*** TEXT PASSAGE ***

Scientists urge treaty panel to reject ivory sale by Tanzania, Zambia

The countries, part of the Convention on International Trade in Endangered Species (CITES), are gathering to decide, among other proposals, whether to grant requests to Tanzania and Zambia to lower the protection status of their elephants, allowing them to conduct one-time sales of stockpiled ivory.

Such sales, however, according to an international team of 27 scientists and conservationists writing in the March 12 edition of Science, could lead to the increased slaughter of elephants for their ivory throughout Africa. CITES is an international agreement between the governments of 175 member countries. Its goals center on ensuring that international trade in specimens of wild animals and plants does not threaten their survival. The two-week meeting began March 13 in Doha.

In the “Policy Forum” article, the scientists — including two from Princeton University — argue that the convention should reject requests to conduct the sales, which are supposed to be on ivory taken from dead animals or those culled under legal animal control efforts. In the past, such sales, they argue, have created a demand for ivory on the black market, where the substance fetches prices 10 times those obtained in legal auctions. This leads to poaching and threatens to reverse the recovery of African elephants observed since the ban on international ivory trade was put in place two decades ago.

“CITES has a tendency to be swayed by proposals suggesting that large species such as elephants can be exploited sustainably and the profits set aside to provide funds for future conservation when there is no evidence that these have ever worked other than superficially in the short term,” said Andrew Dobson, one of the article's authors and a professor of ecology and evolutionary biology at Princeton. “In contrast, there is evidence that shows how rapidly these schemes lead to loss of the resource species and only short-term profitability to the few individuals who ran the scheme.”

The scientists said Zambia and Tanzania are major sources and trafficking corridors for Africa's illegal ivory, demonstrated by tons of contraband ivory seized in 2002, 2006 and 2009. DNA sampling on the 2002 and 2006 seizures traced the majority of that ivory back to those two nations.

In the last 30 years African elephants have declined to about 35 percent of their original numbers, and their population today stands at less than 500,000.

“CITES must consider the precedent that will be set if these petitions are approved,” said Katarzyna Nowak, a postdoctoral fellow at Princeton and an author of the article. “Such sales could have far-reaching implications on elephant populations and their habitats in not only Tanzania and Zambia but in those neighboring countries with shared elephant populations, as well as in central African states whose illegal ivory passes through Tanzania and Zambia on its way to Asian markets.”

An international ban on ivory trade was enacted in 1989, and for nearly a decade, elephant poaching dropped dramatically and elephant populations recovered. However, in 1997, the first petitions to lessen the endangered protections for elephants to allow for occasional limited ivory sales were made. Both the occasional limited sales and also economic growth in China, Japan and Thailand renewed demand for ivory, which led to a sharp increase in poaching since 2000.

At present, the convention imposes two levels of protection for elephants. The strictest level, which currently applies to both Zambia and Tanzania, does not allow any sales of ivory. To be allowed limited trade, the countries are supposed to demonstrate that their elephant populations are secure, that law enforcement is effective in combating poaching and that the ivory sales will not be detrimental to elephants.

However, neither nation has met these criteria, according to the scientists. In addition, China and Japan, the only nations approved to import ivory, are among the largest consumers of illegal ivory and have done little to ensure the ivory they sell was obtained legally. That means they also have not met the convention's standards for taking part in legal ivory trade.

“We're making decisions that have a huge impact on the world's ecosystems, and we're not relying on the best available science,” said Samuel Wasser of the University of Washington, the article's lead author. “This is a problem with the convention's decisions in general, even the potential long-term impacts of those decisions are immense.”

*** End of TEXT PASSAGE ***
*** EXCERPTED RECORDS ***

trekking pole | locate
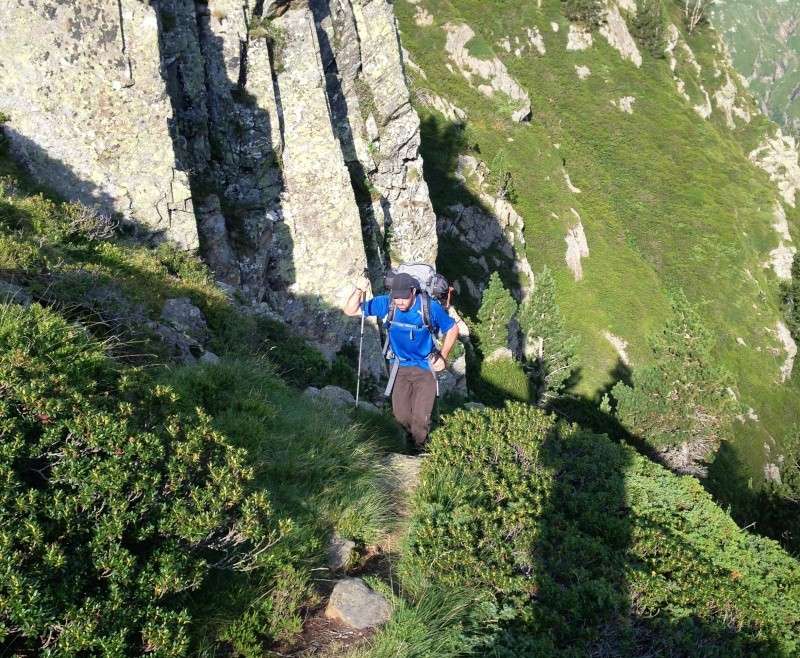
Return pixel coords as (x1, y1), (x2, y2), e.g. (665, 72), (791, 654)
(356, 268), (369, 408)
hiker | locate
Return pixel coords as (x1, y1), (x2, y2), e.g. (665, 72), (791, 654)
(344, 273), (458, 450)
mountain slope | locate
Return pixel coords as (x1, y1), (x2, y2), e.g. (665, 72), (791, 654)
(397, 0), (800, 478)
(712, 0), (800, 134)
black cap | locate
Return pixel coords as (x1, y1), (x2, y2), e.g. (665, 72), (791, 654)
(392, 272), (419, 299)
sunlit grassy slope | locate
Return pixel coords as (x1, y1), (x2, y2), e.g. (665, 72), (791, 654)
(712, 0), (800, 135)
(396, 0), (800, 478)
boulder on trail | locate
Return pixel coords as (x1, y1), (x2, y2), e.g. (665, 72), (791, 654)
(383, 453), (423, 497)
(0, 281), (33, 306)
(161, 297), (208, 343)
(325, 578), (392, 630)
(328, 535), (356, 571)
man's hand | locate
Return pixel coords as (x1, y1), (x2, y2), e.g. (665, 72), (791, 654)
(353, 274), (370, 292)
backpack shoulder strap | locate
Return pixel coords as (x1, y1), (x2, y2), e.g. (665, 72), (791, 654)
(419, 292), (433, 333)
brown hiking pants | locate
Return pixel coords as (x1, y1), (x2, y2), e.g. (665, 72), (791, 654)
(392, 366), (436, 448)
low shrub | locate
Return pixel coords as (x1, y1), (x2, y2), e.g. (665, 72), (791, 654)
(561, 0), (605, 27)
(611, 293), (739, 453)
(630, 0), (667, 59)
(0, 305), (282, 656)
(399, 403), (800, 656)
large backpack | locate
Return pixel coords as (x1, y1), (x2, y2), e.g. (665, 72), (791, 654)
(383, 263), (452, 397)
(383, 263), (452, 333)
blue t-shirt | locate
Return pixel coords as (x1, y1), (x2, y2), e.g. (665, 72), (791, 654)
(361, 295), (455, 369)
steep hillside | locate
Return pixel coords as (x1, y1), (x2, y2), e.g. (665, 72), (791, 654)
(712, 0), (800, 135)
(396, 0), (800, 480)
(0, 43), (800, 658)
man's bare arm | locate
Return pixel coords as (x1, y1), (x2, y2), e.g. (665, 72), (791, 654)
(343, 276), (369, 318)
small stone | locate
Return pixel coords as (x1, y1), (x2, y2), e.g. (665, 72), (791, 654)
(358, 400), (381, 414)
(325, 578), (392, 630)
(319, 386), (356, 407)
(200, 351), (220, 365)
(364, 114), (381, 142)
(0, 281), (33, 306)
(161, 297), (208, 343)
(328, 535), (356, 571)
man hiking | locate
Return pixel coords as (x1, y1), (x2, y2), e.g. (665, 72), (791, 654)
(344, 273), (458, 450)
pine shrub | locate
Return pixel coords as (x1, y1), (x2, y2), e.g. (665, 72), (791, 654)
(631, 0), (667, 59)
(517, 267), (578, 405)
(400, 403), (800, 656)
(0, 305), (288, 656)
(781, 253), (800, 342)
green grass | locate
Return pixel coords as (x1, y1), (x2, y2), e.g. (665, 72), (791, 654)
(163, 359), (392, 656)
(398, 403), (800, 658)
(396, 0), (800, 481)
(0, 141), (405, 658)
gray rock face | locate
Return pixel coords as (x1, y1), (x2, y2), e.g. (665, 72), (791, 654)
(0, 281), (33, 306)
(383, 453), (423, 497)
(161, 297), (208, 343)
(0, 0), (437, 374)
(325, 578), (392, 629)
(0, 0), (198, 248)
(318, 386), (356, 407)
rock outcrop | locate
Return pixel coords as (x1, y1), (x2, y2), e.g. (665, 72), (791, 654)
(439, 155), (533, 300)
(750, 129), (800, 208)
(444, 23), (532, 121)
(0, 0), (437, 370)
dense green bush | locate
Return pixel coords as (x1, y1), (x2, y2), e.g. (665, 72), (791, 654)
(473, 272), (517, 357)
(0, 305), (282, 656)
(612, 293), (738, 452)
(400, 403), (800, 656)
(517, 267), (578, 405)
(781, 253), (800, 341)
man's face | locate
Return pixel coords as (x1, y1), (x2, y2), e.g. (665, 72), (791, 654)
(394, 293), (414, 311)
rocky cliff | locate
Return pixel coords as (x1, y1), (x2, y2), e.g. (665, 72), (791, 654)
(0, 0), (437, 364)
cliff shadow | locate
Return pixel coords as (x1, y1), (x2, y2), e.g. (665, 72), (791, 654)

*** End of EXCERPTED RECORDS ***
*** EXCERPTED RECORDS ***

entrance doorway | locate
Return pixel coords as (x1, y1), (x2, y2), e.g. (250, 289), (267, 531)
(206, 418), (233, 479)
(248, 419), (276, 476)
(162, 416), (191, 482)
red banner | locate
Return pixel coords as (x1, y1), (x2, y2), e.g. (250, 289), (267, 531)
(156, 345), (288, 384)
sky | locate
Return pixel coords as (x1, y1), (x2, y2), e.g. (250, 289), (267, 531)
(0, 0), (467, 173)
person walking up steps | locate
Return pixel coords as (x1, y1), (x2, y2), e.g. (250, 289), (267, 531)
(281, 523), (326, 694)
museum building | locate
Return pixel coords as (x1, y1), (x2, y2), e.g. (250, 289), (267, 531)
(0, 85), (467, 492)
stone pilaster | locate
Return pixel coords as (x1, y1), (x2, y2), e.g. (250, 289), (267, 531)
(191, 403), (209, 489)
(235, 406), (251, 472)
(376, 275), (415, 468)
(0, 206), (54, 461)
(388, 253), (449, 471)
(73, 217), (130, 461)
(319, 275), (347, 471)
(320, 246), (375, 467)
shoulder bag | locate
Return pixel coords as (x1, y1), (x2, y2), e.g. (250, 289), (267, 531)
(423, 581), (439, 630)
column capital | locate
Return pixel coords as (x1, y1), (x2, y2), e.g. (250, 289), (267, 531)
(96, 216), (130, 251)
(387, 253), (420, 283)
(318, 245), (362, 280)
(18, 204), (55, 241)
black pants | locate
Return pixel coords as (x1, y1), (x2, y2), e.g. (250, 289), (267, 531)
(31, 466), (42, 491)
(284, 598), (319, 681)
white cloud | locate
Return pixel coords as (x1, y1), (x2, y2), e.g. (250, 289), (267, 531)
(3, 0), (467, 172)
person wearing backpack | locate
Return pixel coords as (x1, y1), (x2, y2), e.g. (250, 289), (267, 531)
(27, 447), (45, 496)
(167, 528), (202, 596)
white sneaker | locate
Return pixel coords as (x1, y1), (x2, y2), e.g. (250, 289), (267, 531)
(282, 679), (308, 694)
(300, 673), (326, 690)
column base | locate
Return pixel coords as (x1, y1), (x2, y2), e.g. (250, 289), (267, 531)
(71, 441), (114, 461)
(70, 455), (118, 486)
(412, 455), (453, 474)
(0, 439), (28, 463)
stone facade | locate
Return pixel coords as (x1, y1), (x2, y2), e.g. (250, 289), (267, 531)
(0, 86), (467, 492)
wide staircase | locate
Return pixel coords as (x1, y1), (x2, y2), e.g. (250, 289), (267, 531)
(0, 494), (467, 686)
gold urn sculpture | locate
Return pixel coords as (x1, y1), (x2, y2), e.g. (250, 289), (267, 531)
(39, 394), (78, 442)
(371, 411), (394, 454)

*** End of EXCERPTED RECORDS ***

**ASSIGNED TASK A**:
According to the ivory article, how many member countries belong to CITES?
**ASSIGNED TASK B**:
Duplicate the ivory article's wording, starting at "At present, the" and ending at "detrimental to elephants.".
**ASSIGNED TASK C**:
Render this sentence from the ivory article in Spanish: "An international ban on ivory trade was enacted in 1989, and for nearly a decade, elephant poaching dropped dramatically and elephant populations recovered."
Rely only on the ivory article for what follows.

**WORKED SOLUTION A**:
175 member countries.

**WORKED SOLUTION B**:
At present, the convention imposes two levels of protection for elephants. The strictest level, which currently applies to both Zambia and Tanzania, does not allow any sales of ivory. To be allowed limited trade, the countries are supposed to demonstrate that their elephant populations are secure, that law enforcement is effective in combating poaching and that the ivory sales will not be detrimental to elephants.

**WORKED SOLUTION C**:
En 1989 se promulgó una prohibición internacional del comercio de marfil y, durante casi una década, la caza furtiva de elefantes disminuyó drásticamente y las poblaciones de elefantes se recuperaron.